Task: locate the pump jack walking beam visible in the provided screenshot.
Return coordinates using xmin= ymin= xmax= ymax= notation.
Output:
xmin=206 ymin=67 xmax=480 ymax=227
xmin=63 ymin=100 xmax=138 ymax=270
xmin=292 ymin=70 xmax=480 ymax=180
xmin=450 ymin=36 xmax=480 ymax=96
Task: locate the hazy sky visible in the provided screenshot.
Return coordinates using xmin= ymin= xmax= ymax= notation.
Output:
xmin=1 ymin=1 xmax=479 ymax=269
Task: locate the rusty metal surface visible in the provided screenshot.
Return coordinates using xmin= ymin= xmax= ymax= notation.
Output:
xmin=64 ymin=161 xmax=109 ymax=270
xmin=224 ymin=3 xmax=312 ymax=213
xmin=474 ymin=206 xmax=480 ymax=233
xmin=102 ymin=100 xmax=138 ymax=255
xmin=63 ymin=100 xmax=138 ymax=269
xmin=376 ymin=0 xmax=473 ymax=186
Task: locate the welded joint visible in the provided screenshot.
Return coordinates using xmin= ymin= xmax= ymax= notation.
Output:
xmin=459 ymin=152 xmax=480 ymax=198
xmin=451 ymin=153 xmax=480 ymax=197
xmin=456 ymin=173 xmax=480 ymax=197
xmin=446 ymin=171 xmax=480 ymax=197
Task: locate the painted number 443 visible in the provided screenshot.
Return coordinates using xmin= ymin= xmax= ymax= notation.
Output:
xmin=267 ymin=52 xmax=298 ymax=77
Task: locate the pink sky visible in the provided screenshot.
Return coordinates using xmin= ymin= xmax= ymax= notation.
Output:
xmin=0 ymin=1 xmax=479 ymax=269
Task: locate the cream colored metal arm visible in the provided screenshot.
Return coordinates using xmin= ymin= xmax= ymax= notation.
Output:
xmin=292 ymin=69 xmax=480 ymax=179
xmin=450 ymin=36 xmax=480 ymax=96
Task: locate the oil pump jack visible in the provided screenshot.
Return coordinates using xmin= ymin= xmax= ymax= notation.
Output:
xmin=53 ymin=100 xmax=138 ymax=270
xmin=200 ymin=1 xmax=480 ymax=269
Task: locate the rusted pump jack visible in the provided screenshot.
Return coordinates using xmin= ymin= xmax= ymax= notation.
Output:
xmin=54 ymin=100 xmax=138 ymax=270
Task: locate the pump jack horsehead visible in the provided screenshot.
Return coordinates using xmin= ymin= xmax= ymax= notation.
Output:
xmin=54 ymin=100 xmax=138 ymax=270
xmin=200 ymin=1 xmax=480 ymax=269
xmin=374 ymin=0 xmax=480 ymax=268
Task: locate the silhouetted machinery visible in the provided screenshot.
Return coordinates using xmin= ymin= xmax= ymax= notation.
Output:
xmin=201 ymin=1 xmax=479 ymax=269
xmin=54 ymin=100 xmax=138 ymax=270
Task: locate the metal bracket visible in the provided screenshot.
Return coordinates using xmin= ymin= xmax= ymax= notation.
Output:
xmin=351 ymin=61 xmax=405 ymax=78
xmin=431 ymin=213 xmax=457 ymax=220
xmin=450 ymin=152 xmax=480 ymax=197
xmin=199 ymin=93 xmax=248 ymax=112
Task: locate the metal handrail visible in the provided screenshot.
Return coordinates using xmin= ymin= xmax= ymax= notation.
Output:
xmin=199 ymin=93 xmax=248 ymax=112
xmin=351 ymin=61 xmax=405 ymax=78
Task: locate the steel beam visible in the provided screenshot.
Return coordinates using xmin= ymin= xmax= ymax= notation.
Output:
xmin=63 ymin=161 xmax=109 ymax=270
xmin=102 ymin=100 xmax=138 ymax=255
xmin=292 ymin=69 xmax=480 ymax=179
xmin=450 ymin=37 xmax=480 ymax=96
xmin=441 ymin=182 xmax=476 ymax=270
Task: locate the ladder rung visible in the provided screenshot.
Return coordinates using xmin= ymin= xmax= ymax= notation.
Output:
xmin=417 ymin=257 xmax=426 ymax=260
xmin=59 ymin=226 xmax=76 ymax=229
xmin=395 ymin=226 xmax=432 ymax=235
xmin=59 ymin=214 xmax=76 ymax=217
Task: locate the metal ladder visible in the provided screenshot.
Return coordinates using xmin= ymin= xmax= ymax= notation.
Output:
...
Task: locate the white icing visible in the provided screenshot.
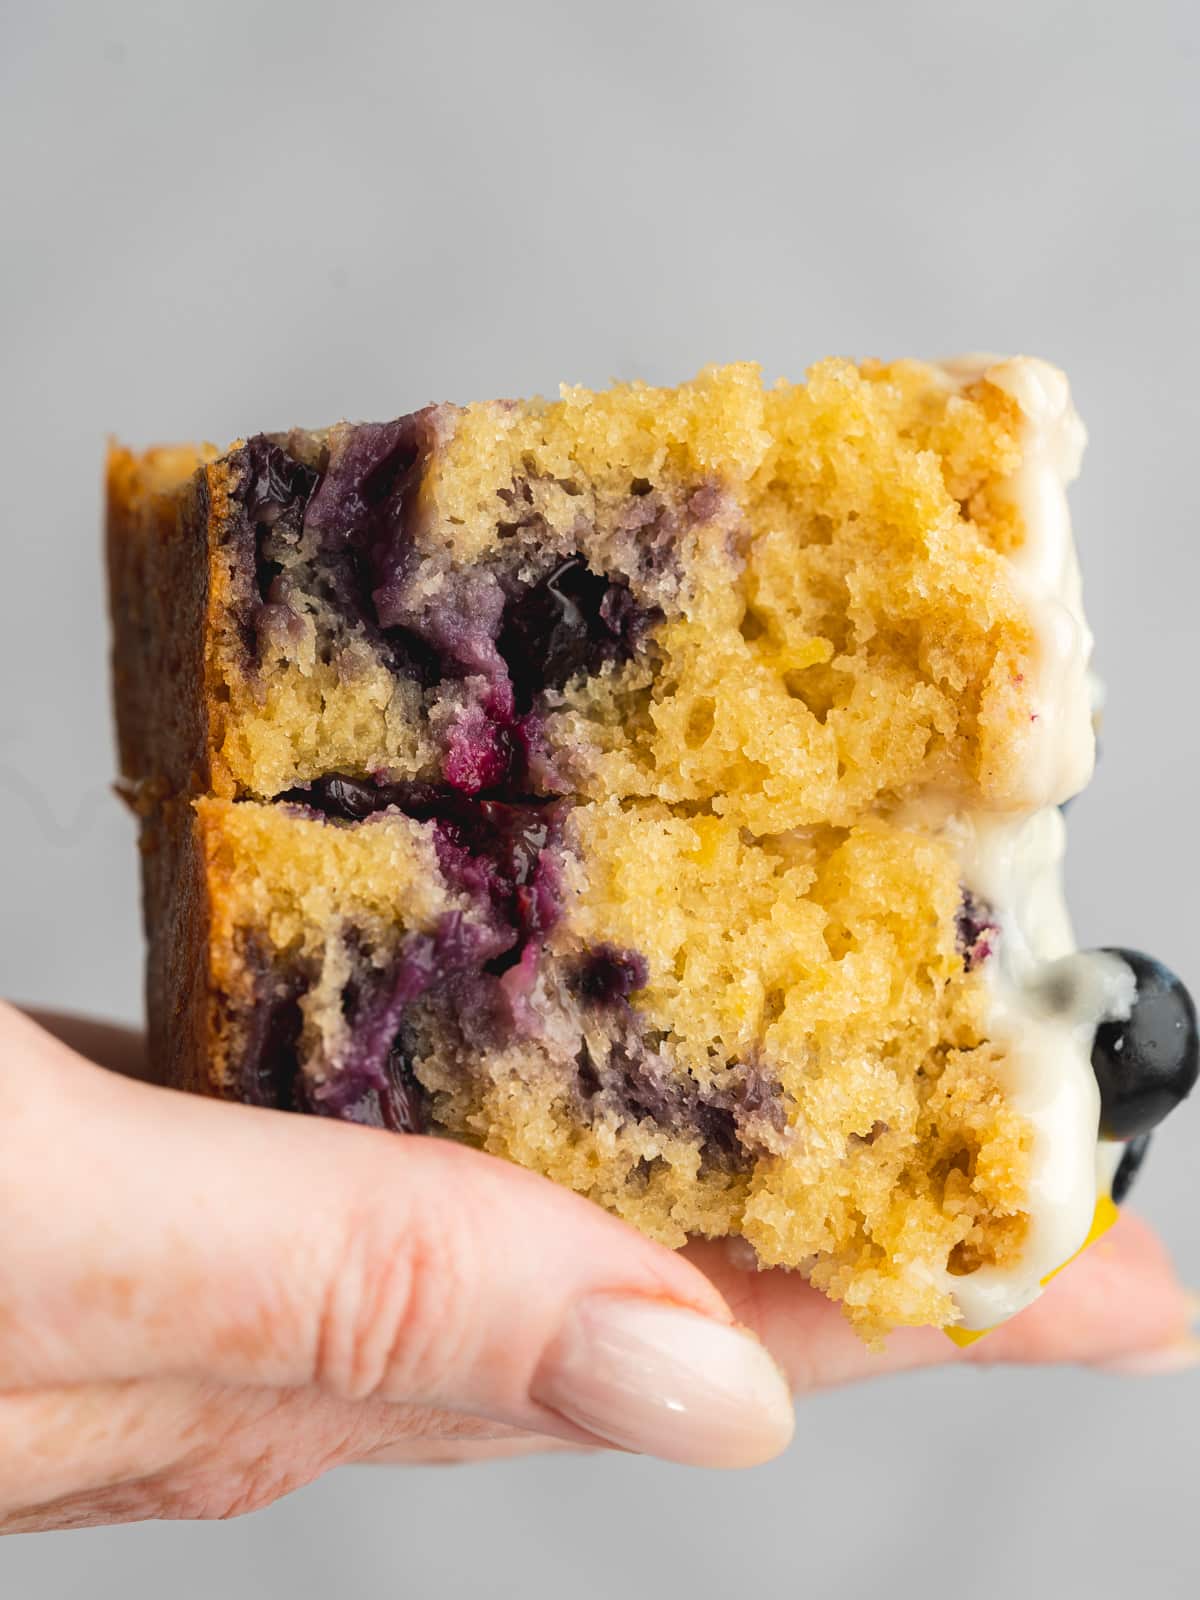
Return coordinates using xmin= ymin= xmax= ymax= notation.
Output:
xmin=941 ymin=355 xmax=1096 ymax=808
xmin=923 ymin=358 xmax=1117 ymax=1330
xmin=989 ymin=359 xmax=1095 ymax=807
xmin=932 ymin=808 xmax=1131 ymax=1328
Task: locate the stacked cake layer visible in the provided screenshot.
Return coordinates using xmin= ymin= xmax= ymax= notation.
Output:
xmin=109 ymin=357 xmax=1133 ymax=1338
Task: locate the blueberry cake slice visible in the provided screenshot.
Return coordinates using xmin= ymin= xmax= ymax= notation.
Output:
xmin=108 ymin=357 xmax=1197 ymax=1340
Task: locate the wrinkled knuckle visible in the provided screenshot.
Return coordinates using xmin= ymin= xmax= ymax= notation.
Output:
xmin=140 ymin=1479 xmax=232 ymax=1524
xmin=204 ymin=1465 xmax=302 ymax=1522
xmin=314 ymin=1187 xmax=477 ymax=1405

▶ **Your assignment**:
Wherever the word "ladder" appears in the entries above, copy that whole line.

▶ **Response below**:
Task: locate the ladder rung visible in the provided screenshot.
Task: locate the metal ladder visible in the provided screenshot.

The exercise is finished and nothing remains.